[[ Material for this exercise open ]]

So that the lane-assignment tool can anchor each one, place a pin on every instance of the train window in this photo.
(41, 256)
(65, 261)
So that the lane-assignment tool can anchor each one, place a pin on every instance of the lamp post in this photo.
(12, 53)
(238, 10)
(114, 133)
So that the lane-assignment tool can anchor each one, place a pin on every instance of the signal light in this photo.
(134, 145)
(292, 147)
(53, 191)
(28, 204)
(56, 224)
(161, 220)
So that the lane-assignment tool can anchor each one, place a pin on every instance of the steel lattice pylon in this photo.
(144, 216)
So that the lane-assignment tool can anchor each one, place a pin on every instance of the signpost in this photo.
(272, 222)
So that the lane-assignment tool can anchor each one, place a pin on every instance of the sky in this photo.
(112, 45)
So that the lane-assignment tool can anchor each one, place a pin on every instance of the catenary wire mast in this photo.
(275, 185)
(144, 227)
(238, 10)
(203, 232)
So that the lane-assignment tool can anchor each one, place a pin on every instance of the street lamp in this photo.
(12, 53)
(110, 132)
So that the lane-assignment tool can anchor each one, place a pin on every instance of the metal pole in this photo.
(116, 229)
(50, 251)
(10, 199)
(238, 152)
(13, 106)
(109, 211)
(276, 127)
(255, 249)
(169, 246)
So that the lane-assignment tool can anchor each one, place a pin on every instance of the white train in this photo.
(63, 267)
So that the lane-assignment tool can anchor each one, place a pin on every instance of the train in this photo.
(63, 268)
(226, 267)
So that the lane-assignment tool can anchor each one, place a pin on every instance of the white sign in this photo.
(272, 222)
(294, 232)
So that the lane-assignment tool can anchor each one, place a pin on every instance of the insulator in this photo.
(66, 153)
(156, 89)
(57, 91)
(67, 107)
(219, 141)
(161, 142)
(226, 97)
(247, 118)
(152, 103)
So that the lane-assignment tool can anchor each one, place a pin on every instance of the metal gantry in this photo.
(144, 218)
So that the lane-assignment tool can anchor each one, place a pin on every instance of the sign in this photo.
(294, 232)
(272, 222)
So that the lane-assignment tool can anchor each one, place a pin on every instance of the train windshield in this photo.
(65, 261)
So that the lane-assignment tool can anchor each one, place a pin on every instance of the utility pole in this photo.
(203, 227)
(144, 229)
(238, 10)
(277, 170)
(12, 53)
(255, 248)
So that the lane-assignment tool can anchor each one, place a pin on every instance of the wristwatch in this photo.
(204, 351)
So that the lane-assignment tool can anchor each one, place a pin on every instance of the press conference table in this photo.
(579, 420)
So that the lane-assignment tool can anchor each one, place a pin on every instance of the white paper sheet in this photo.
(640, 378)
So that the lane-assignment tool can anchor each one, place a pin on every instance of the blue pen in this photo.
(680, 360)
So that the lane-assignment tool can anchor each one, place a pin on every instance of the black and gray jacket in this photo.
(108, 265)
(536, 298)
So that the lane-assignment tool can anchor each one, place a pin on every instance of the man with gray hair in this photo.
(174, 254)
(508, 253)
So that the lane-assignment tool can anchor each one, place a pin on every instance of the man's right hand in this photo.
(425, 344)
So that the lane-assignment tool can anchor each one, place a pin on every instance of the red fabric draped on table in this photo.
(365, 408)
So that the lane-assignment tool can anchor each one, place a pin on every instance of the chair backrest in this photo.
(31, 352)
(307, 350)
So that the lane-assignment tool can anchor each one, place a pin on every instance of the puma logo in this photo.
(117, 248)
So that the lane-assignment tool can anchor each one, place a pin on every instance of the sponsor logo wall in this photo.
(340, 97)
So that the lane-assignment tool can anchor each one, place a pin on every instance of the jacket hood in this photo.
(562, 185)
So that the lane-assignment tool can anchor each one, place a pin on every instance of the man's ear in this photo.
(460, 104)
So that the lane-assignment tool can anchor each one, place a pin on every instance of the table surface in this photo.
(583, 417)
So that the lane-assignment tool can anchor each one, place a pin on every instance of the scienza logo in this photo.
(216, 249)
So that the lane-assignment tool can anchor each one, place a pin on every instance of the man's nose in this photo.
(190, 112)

[[ Material for this exercise closed ]]

» Activity: What you return should match the listing above exactly.

» Written solution:
So that the lane-assignment tool can anchor each one, place a pin on every instance of the train window in this photo.
(41, 256)
(65, 261)
So that the lane-assignment tool can anchor each one, place a pin on every instance of the lamp post in this photo.
(12, 53)
(238, 10)
(114, 133)
So that the lane-assignment tool can anchor each one, place a pin on every instance of the signal light in this photo.
(134, 145)
(292, 147)
(53, 191)
(28, 204)
(56, 224)
(161, 220)
So that the lane-assignment tool can anchor each one, place a pin on every instance of the steel lattice pylon in this photo.
(144, 216)
So that the lane-assignment tool can anchor each one, place a pin on every instance of the signpost in this photo.
(272, 222)
So that the lane-assignment tool can anchor each one, place a pin on every instance of the sky in this photo.
(112, 45)
So that the lane-assignment tool can anchor each one, place a pin on every instance of the catenary wire mast in this photo.
(275, 185)
(144, 227)
(238, 10)
(203, 232)
So that the lane-assignment tool can anchor each one, place a pin on every instance of the street lamp in this photo.
(12, 53)
(110, 132)
So that the lane-assignment tool can anchor each one, place a pin on every instance of the metal pole in this photo.
(116, 229)
(50, 251)
(10, 199)
(238, 152)
(13, 106)
(109, 211)
(276, 127)
(255, 249)
(169, 246)
So that the lane-assignment tool can anchor each one, place a pin on every instance of the white train in this photo.
(63, 267)
So that the lane-assignment tool can anchor each one, place a pin on every instance of the train in this photo.
(63, 268)
(226, 267)
So that the lane-assignment tool can anchor each one, place a pin on every instance of the white sign in this photo.
(272, 222)
(294, 232)
So that the lane-assignment tool can anchor each one, place a pin on every instance of the insulator in this photo.
(66, 153)
(156, 89)
(57, 91)
(67, 107)
(219, 141)
(161, 142)
(226, 97)
(247, 118)
(152, 103)
So that the lane-assignment tool can anchor each one, place a pin on every instance of the metal gantry in this photo.
(144, 218)
So that the lane-assignment tool can anchor each one, place a pin on every instance of the sign in this photo.
(294, 232)
(272, 222)
So that the lane-assignment tool can anchor each one, place a pin on every instance of the train windshield in this photo.
(65, 261)
So that the lane-assignment tool can anchor each one, place a pin on every instance of the utility pole in this photo.
(203, 227)
(144, 229)
(238, 10)
(277, 170)
(12, 53)
(255, 248)
So that the lane-assignment tool can anchor each one, place a pin on every instance of the wristwatch in this photo.
(204, 351)
So that the lane-assignment tool can anchor each one, place a pin on every instance of the press conference table in this photo.
(579, 420)
So that the lane-assignment tool can anchor each one, place a pin on every instance of the white paper sheet in this photo.
(640, 378)
So that the lane-assignment tool can anchor each one, place a pin on every instance of the blue pen in this photo.
(680, 360)
So that the lane-assignment tool can anchor each one, place a pin on every instance of the black and gray jacket in this photo.
(108, 265)
(536, 298)
So that the lane-assignment tool can anchor each one, place a pin on every instance of the man with gray hair in this photo.
(174, 254)
(508, 253)
So that the lane-assignment tool can anchor each one, place a pin on every instance of the man's right hand in this photo.
(425, 344)
So that the lane-assignment tool can anchor each one, place a pin on every instance of the red fabric draped on table in this photo.
(365, 408)
So that the lane-assignment tool can anchor each one, place a pin on every instance of the chair backrest in this photo.
(31, 352)
(307, 350)
So that the lane-assignment tool can anchor each one, place a pin on every instance of the puma logo in this photo.
(117, 248)
So that the lane-assignment tool can anchor each one, place a pin on every instance of the sponsor logo wall in this photo.
(340, 97)
So that the lane-assignment tool can anchor each one, place a pin on every instance of the jacket hood in this photo.
(562, 185)
So that the lane-assignment tool can anchor each one, place a pin on every instance of the man's ear in this photo.
(460, 104)
So that the lane-assignment tool can anchor each one, place a pin on every instance of the table surface in this photo.
(583, 417)
So that the lane-assignment tool can anchor each one, place a pin on every instance of the scienza logo in this photo.
(216, 249)
So that the lane-assignment tool can anchor each one, place a pin on every instance of the man's nose in this photo.
(190, 112)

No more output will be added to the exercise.